AIM: Arrange every item below as a numbered list, leaving out any blank lines.
━━━━━━━━━━
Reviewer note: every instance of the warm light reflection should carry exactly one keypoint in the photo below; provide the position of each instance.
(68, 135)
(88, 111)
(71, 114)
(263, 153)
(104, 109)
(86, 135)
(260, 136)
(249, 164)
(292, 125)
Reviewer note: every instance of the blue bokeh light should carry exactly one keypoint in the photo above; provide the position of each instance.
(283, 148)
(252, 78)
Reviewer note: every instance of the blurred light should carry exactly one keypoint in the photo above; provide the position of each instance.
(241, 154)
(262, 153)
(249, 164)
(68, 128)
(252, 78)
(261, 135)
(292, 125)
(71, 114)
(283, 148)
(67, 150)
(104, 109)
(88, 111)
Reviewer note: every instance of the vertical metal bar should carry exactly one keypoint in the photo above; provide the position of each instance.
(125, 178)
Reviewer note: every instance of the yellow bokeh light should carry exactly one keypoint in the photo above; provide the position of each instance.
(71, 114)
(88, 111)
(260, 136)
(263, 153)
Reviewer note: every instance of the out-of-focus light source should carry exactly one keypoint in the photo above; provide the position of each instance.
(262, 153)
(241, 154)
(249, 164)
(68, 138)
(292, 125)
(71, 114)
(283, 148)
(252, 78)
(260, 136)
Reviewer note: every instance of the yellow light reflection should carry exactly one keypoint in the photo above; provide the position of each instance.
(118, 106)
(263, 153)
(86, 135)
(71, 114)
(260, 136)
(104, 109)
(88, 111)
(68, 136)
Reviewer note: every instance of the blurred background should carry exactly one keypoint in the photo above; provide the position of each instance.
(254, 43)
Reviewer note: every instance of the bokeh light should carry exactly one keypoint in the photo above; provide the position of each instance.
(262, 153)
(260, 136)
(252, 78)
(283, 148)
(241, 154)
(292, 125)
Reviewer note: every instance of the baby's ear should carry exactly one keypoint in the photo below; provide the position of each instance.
━━━━━━━━━━
FINAL RESULT:
1. Reviewer note: every instance of the warm light reflection should carry exactly one keypoint in the photo below; provide the position of each instance.
2. (68, 135)
3. (88, 111)
4. (71, 114)
5. (263, 153)
6. (104, 109)
7. (86, 135)
8. (260, 136)
9. (249, 164)
10. (292, 125)
11. Reviewer note: every instance of the blue bokeh light should carry exactly one keypoint in the photo above; provide the position of each instance.
12. (283, 148)
13. (252, 78)
14. Reviewer note: every instance of the blurred light should carry exactly one keypoint in the photo above; provide the position of each instance.
15. (241, 154)
16. (262, 153)
17. (249, 164)
18. (68, 128)
19. (252, 78)
20. (261, 135)
21. (292, 125)
22. (71, 114)
23. (283, 148)
24. (67, 150)
25. (104, 109)
26. (88, 111)
27. Reviewer note: every instance of the vertical metal bar should carry exactly one keypoint in the photo above; provide the position of each instance.
28. (125, 178)
29. Reviewer note: every instance of the yellow bokeh light should carry exactly one keypoint in the photo above; provide the position of each instance.
30. (71, 114)
31. (88, 111)
32. (260, 136)
33. (263, 153)
34. Reviewer note: every instance of the out-of-focus light source should carry exactly one keypoint in the photo above; provide the position of each instance.
35. (262, 153)
36. (241, 154)
37. (249, 164)
38. (68, 138)
39. (292, 125)
40. (71, 114)
41. (283, 148)
42. (252, 78)
43. (260, 136)
44. Reviewer note: every instance of the yellow light reflection should carry exactly one keypoint in the photo above; provide the position of each instance.
45. (118, 106)
46. (263, 153)
47. (86, 135)
48. (71, 114)
49. (260, 136)
50. (104, 109)
51. (88, 111)
52. (68, 136)
53. Reviewer note: every instance of the blurred background should carry exactly one keypoint in the photo above; provide the position of each instance.
54. (254, 43)
55. Reviewer note: every instance of the bokeh light should carry exactly one keypoint in the photo above; provide the position of each instance.
56. (262, 153)
57. (260, 136)
58. (252, 78)
59. (283, 148)
60. (241, 154)
61. (292, 125)
62. Reviewer note: every instance of the baby's ear should carry exactly one keypoint in the photo below; provide the position of each instance.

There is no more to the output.